# [Given text]
Start of Block

Some of the earthworm’s mucus is excreted and mixed with the vermicasts, favoring microbial activity. The high content of ammonia and organic matter in partial stage of decomposition in vermicasts further provide nutrients which promote microbial growth and high rate of decomposition (Trautmann and Krasny 1997).
A mature vermicompost is one which has undergone the final phase of “curing” under a mesophilic process through the action of moderate temperature-requiring microorganisms. It has a minimal microbial activity due to the depletion of degradable organic matter that serves as food. It has a pH about 7.0, finely granulated and friable, colored dark and smells like that of fertile soil. It contains both essential macronutrients and micronutrients as well as soil-dwelling organisms including microorganisms and insects.
The nutrient and biotic compositions of vermicimposts vary depending on such factors as the nutrient composition of the original organic materials, other materials in the compost bed, environmental conditions within the compost bed, type of composting or degree of care to exclude other organisms, and many more. For example, that produced from pure grass has lesser amounts of NPK and other nutrients as compared to those from grass mixed with manure or madre de cacao (Gleciridia) (Guerrero 2009).
The mature compost may also contain substances that are inhibitory to plant growth. These may include heavy metals, salts, or other toxic compounds that are present in the original compost ingredients (Trautmann and Krasny 1997).

End of Block

# [Records provided]
Start of Block

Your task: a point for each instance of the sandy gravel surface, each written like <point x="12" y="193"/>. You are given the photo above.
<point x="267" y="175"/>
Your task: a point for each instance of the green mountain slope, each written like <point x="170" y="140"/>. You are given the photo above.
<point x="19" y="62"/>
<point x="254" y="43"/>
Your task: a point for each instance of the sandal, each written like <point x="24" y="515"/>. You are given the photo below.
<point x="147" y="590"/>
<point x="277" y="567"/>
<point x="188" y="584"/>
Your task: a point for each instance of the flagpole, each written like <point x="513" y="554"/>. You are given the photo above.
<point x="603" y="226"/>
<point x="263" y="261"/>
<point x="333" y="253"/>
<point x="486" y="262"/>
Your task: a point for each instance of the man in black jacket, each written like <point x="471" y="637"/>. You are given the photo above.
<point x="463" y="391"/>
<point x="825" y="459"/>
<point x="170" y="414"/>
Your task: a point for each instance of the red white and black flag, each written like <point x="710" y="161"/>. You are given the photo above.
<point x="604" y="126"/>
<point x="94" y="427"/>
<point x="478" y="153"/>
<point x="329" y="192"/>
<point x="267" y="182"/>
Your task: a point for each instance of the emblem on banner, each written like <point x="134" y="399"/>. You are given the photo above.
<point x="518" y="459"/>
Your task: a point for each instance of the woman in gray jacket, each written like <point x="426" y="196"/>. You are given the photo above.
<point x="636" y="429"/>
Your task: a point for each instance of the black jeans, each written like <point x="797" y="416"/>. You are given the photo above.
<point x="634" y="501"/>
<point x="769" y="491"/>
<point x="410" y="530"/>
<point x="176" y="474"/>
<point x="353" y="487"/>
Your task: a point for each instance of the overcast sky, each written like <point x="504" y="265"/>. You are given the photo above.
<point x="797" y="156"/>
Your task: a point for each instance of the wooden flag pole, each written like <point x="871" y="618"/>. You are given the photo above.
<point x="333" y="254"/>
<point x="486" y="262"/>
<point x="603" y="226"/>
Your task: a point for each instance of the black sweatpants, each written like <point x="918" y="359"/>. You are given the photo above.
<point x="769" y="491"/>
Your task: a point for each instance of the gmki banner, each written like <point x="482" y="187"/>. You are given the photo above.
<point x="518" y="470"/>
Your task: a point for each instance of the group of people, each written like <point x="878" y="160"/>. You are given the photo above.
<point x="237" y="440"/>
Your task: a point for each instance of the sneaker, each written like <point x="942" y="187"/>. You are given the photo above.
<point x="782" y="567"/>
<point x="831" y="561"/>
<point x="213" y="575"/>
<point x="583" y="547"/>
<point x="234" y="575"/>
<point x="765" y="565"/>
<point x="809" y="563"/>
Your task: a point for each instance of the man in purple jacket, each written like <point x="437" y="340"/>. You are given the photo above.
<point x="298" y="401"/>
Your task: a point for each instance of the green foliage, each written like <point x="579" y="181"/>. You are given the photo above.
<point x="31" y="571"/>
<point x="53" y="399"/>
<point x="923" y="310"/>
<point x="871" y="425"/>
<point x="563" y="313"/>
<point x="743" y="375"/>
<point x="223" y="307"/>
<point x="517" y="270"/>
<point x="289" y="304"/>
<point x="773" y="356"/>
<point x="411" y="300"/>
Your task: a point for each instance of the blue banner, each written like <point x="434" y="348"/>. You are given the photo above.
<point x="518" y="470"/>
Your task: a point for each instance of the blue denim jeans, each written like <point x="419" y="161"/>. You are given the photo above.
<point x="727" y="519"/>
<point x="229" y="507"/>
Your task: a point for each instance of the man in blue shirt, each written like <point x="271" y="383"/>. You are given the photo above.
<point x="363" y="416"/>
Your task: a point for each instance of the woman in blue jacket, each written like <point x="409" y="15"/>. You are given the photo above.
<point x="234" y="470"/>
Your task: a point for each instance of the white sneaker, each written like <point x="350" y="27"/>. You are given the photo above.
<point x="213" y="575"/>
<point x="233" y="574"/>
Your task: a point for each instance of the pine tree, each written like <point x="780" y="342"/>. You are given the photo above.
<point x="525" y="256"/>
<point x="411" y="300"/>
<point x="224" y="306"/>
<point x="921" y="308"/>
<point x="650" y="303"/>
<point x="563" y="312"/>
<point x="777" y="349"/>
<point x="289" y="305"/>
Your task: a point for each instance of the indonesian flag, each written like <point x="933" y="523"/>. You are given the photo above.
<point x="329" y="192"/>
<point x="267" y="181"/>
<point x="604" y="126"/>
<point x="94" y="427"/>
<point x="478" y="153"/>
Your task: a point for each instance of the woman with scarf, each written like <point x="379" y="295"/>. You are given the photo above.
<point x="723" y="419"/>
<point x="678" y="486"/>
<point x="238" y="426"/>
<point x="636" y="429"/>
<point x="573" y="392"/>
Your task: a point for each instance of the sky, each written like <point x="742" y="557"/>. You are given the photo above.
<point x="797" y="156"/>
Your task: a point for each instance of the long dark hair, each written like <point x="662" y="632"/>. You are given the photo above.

End of Block

# [Task list]
**a.** Print the part of the vermicompost passage between "Some of the" and "decomposition (Trautmann and Krasny 1997).", inclusive.
**b.** According to the vermicompost passage, what is the pH of a mature vermicompost?
**c.** Pick up the vermicompost passage after its last sentence and keep writing.
The records are separate from the vermicompost passage.

# [Answers for the exercise]
**a.**
Some of the earthworm’s mucus is excreted and mixed with the vermicasts, favoring microbial activity. The high content of ammonia and organic matter in partial stage of decomposition in vermicasts further provide nutrients which promote microbial growth and high rate of decomposition (Trautmann and Krasny 1997).

**b.** About 7.0.

**c.**
Earthworms may ingest pieces of sand and even fragments of glass to serve as grits to assist in digestion and these will be excreted with the casts. Outdoor compost piles are invaded by various invertebrates, insects and arachnids. In the absence of thermophilic process, microbial pathogens, insect pests and weed seeds will not be killed.
Immature compost may inhibit plant growth due to presence of methane, ammonia, acetic acid, or other substances. Using immature compost may also impair plant growth because the microorganisms which continue the process of decomposition compete with the plants for nitrate and oxygen.
To ensure that it is mature or finished, several simple tests are available. The protocol is provided by Trautmann and Krasny (1997). Compost stability can be evaluated through the Jar Test, Self-Heating Test, and Respiration Test, while compost quality can be tested through Phytotoxicity Bioassay.
The Jar Test is quite easy. A compost sample is moistened and placed in a jar or plastic bag, sealed, and kept under ordinary room conditions. After a week, the jar or bag is opened. If the compost is mature, the odor that will be expelled is earthy, otherwise it will be putrid or offensive.
ARANCON NQ, EDWARDS CA. 2006. Effects of vermicompost on plant growth. In: Guerrero R.D. III, Guerrero-del Castillo MRA (eds.). Vermi Technologies for Developing Countries. Proceedings of the International Symposium-Workshop on Vermi Technologies for Developing Countries. Nov. 16-18, 2005, Los Baños, Laguna, Philippines. Philippine Fisheries Association, Inc. p 32-65.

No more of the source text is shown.